### Written problem
Give back exactly the lines running from the line with "Note: for this drill, pin each instance of the overcast" to the end of the entries, and only those lines.
====================
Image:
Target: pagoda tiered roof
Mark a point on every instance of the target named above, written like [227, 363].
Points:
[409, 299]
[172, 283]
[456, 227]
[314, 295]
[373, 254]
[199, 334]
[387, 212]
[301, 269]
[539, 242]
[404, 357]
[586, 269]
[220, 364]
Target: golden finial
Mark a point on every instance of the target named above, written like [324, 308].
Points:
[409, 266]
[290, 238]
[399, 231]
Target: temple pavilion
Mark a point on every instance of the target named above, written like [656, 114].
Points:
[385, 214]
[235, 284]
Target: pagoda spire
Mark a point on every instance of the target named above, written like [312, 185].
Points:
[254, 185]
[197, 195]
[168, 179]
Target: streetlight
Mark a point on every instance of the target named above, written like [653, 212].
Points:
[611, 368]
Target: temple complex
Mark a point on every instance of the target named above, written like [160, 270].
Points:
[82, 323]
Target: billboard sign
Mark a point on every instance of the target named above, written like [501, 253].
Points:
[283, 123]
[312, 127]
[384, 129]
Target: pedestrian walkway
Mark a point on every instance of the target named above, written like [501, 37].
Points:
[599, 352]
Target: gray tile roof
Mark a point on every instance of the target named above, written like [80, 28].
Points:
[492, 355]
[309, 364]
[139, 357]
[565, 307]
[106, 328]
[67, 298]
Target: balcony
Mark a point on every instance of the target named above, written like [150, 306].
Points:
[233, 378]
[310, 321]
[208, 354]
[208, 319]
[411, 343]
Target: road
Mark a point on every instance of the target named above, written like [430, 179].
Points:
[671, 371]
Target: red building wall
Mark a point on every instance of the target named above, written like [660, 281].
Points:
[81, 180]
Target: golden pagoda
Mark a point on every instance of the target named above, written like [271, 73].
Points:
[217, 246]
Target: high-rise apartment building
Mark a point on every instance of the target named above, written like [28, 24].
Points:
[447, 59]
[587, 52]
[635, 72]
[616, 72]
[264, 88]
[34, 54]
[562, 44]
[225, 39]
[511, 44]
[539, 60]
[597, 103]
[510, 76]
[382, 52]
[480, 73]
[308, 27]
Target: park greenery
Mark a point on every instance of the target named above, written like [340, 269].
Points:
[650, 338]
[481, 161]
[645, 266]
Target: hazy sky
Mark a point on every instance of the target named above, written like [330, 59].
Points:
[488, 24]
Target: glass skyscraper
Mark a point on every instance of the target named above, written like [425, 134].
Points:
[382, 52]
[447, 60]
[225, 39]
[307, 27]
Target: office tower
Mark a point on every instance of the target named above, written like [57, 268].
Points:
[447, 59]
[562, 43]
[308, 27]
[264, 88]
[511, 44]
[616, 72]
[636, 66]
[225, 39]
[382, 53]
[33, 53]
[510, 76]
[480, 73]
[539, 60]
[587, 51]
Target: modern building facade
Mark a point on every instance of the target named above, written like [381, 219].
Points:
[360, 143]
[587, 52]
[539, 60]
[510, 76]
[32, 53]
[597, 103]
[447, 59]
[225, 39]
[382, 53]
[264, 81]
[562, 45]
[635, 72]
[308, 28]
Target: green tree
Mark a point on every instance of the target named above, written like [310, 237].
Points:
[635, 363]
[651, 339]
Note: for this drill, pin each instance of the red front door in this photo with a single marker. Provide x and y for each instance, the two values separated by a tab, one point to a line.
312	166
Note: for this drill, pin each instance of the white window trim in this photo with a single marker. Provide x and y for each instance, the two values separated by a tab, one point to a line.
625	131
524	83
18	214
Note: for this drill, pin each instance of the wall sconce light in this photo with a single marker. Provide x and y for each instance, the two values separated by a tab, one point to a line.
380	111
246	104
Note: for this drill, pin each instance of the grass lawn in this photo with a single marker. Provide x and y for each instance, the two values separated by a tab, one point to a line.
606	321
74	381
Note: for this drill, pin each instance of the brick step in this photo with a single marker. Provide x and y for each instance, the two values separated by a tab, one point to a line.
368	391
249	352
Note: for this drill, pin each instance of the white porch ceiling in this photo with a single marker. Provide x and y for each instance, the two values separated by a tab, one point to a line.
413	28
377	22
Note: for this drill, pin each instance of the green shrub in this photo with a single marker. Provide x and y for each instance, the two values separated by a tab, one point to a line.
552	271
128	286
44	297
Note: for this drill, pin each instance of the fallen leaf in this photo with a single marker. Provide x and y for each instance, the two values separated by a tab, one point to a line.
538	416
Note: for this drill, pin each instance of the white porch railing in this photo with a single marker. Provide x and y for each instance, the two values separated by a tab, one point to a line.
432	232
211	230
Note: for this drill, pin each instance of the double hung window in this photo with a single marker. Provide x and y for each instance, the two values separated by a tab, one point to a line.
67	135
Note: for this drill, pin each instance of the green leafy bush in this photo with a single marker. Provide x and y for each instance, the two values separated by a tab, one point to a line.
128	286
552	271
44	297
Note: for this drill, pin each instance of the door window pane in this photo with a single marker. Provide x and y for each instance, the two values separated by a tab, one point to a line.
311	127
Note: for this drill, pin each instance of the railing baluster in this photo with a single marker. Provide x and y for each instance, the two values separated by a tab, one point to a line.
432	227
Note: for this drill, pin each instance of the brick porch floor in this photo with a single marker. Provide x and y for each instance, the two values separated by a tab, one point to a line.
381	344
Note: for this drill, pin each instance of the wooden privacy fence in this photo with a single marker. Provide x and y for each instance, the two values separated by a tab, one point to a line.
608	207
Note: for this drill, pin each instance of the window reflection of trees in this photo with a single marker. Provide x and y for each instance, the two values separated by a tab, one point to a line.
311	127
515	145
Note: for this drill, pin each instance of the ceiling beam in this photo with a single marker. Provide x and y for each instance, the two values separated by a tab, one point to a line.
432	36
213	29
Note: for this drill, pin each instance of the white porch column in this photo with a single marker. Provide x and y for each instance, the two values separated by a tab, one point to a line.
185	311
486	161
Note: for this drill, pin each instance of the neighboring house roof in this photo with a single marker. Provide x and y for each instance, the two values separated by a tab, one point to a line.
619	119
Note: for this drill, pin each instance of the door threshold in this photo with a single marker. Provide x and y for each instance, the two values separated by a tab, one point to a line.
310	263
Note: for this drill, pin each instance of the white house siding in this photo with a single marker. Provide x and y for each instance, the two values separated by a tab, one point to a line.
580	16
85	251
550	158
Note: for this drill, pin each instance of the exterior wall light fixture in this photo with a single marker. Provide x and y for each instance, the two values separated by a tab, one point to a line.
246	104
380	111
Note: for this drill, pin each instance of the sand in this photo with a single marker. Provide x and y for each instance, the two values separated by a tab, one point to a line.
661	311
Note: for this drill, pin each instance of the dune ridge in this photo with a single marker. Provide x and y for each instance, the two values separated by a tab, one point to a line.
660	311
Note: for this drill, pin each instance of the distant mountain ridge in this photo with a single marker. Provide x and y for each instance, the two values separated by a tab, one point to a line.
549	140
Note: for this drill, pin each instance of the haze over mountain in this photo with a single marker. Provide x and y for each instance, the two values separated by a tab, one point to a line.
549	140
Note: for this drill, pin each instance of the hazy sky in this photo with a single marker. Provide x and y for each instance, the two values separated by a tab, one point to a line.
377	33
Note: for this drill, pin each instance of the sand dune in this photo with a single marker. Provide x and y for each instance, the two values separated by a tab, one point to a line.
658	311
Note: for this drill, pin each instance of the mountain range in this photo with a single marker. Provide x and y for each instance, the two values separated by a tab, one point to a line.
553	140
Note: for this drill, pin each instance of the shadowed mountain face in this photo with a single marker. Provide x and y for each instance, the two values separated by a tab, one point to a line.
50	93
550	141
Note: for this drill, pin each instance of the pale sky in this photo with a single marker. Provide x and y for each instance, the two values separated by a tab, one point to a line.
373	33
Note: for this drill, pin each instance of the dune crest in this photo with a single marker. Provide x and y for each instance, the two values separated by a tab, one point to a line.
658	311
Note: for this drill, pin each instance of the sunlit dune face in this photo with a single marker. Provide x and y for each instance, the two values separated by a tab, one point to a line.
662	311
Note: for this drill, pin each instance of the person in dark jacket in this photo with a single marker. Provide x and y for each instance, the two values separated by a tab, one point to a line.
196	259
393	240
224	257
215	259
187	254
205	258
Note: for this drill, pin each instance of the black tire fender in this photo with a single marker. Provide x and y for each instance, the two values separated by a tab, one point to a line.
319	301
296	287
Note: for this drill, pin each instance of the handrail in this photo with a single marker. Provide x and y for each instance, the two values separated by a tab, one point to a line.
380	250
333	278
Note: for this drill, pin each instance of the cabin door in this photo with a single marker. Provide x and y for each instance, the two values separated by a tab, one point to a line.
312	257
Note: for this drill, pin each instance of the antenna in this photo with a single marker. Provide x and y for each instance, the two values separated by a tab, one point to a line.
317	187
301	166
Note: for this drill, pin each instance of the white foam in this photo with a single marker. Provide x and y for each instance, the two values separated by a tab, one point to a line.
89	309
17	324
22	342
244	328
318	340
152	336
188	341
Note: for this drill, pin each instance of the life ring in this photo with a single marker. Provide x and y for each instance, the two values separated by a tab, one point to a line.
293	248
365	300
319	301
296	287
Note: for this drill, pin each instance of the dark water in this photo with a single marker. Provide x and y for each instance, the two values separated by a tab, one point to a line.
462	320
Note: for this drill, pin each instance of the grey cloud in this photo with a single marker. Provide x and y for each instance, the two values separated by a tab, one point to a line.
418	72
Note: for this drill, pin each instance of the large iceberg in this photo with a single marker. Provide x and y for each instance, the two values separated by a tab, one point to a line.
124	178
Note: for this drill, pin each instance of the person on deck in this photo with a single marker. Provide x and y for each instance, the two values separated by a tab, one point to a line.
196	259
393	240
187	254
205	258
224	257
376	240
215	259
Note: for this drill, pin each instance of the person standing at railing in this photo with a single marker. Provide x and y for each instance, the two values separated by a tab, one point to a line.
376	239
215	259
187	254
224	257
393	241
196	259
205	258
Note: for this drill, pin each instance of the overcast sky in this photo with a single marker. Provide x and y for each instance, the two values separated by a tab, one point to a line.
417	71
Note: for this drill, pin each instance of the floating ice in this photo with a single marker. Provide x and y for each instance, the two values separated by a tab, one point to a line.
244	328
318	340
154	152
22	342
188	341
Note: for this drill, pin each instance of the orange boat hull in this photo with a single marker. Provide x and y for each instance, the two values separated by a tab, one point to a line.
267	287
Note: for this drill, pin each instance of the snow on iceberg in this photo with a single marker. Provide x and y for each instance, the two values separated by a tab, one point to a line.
====================
### Complete answer
Note: for this drill, pin each instance of the overcast sky in this photo with a single marker. Provide x and y for each instance, the two values separated by a tab, one point to a line.
417	71
Note: for this drill, pin each instance of the floating ice in this photo with a single marker. Provide x and y for each instance, the two values separated by a tab, one point to a line.
244	328
318	340
154	152
22	342
188	341
Note: for this drill, pin each instance of the orange boat hull in this photo with a single marker. Provide x and y for each instance, the two values separated by a tab, one point to a line.
267	287
Note: for this drill, pin each instance of the snow on iceberg in this photo with a single marker. Provide x and y for each instance, the two values separated by a tab, one point to a line.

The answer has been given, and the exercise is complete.